UNITED STATES
SECURITIES AND EXCHANGE COMMISSION
Washington, D.C. 20549
 
FORM 8-K
 

CURRENT REPORT
Pursuant to Section 13 or 15(d) of The Securities Act of 1934

Date of Report:  July 20, 2016
(date of earliest event reported)
 
GENERAL GROWTH PROPERTIES, INC.
(Exact name of registrant as specified in its charter)

Delaware
 
1-34948
 
27-2963337
(State or Other Jurisdiction of Incorporation)
(Commission File Number)
(I.R.S. Employer Identification Number)
 
 
 
 
 
 
110 N. Wacker Drive, Chicago, Illinois 60606
(Address of principal executive offices) (Zip code)
 
 
 
 
 
(312) 960-5000
(Registrant's telephone number, including area code)
 
 
 
 
 

Check the appropriate box below if the Form 8-K filing is intended to simultaneously satisfy the filing obligation of the registrant under any of the following provisions:

¨ Written communications pursuant to Rule 425 under the Securities Act (17 CFR 230.425)

¨ Soliciting material pursuant to Rule 14a-12 under the Exchange Act (17 CFR 240.14a-12)

¨ Pre-commencement communications pursuant to Rule 14d-2(b) under the Exchange Act (17 CFR 240.14d-2(b))

¨ Pre-commencement communications pursuant to Rule 13e-4(c) under the Exchange Act (17 CFR 240.13e-4(c))










Item 5.03 Amendments to Articles of Incorporation or Bylaws; Change in Fiscal Year.

On December 21, 2015, the Delaware Court of Chancery issued an opinion in In re VAALCO Energy, Inc. Stockholder Litigation , Consol. C.A. No. 11775-VCL, invalidating as a matter of law provisions of the certificate of incorporation and bylaws of VAALCO Energy, Inc., a Delaware corporation, that permitted the removal of VAALCO’s directors by its stockholders only for cause. The Court of Chancery held that, in the absence of a classified board or cumulative voting, VAALCO’s “only for cause” director removal provisions conflicted with Section 141(k) of the Delaware General Corporation Law (the “DGCL”) and were therefore invalid.

::::::::

**Set problem 1**
Please retype the Form 8-K filing from "Date of Report:  July" to "Jurisdiction of Incorporation)", keeping every word and mark as it appears.
**Set problem 2**
Repeat the lines of the entries from the line with "Target = mirror reflection" to the line with "x=319 y=177", both included, and give only those lines.

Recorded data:
::::::::

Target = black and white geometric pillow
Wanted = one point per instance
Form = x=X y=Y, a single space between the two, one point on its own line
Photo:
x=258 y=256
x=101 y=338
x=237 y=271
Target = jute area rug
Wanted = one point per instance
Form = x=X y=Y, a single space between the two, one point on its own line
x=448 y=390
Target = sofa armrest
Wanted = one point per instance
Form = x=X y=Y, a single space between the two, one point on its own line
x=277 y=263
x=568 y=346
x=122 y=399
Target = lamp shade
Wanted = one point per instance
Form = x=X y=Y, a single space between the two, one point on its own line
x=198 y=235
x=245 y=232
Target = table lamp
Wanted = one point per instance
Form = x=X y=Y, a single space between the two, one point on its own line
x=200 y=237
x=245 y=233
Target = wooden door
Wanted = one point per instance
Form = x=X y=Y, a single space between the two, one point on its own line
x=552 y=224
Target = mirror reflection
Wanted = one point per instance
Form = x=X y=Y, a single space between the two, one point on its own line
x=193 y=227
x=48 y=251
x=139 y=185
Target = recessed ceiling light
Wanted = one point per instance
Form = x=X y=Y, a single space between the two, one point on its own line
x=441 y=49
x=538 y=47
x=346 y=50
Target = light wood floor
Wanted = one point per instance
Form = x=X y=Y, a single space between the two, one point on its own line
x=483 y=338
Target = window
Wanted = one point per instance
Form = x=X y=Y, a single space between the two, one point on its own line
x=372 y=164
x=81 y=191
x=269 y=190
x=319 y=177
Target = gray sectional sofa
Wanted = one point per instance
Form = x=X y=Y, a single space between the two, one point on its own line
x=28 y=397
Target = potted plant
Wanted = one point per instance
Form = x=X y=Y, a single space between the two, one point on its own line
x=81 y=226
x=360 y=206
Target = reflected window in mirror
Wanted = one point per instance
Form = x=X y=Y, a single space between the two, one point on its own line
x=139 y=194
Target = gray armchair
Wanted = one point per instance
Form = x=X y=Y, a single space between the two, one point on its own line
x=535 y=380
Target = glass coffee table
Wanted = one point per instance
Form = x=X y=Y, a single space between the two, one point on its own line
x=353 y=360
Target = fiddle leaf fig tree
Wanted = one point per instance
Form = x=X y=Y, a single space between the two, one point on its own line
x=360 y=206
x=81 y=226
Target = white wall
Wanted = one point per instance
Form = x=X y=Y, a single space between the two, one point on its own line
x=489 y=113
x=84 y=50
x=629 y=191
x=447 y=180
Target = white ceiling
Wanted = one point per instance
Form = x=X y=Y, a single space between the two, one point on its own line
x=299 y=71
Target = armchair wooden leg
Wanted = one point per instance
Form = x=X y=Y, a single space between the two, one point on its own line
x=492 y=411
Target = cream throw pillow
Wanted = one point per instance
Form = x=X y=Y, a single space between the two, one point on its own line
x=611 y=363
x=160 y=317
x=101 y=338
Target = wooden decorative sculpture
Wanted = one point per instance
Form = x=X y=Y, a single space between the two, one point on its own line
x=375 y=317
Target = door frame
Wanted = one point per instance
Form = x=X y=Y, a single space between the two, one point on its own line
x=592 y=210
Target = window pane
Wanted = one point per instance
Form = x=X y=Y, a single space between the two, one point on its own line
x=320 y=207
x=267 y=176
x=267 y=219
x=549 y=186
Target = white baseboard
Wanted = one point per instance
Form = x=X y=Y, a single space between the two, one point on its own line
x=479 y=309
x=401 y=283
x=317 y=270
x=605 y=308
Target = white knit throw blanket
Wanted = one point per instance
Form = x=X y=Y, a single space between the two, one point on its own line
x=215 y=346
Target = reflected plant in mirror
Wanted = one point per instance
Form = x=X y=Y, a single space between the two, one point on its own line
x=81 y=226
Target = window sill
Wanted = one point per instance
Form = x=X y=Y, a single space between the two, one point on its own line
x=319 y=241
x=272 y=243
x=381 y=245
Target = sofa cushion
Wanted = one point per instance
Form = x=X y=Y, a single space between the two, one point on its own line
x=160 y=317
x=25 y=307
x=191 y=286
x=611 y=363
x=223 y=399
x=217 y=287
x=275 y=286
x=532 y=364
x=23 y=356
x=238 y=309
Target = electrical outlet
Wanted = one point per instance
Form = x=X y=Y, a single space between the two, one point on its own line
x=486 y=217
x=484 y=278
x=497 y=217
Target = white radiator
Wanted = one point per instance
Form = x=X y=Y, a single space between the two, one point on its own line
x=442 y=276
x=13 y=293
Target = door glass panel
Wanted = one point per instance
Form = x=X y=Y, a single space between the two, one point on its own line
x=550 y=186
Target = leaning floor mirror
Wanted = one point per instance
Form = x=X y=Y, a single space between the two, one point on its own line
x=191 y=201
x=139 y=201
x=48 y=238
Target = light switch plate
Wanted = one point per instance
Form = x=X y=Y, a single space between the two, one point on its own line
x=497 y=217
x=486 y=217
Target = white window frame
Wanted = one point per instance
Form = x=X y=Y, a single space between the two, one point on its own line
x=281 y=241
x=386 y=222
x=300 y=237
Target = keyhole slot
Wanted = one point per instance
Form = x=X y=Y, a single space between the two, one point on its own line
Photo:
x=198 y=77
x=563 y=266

::::::::

**Task response 1**
Date of Report:  July 20, 2016
(date of earliest event reported)
 
GENERAL GROWTH PROPERTIES, INC.
(Exact name of registrant as specified in its charter)

Delaware
 
1-34948
 
27-2963337
(State or Other Jurisdiction of Incorporation)

**Task response 2**
Target = mirror reflection
Wanted = one point per instance
Form = x=X y=Y, a single space between the two, one point on its own line
x=193 y=227
x=48 y=251
x=139 y=185
Target = recessed ceiling light
Wanted = one point per instance
Form = x=X y=Y, a single space between the two, one point on its own line
x=441 y=49
x=538 y=47
x=346 y=50
Target = light wood floor
Wanted = one point per instance
Form = x=X y=Y, a single space between the two, one point on its own line
x=483 y=338
Target = window
Wanted = one point per instance
Form = x=X y=Y, a single space between the two, one point on its own line
x=372 y=164
x=81 y=191
x=269 y=190
x=319 y=177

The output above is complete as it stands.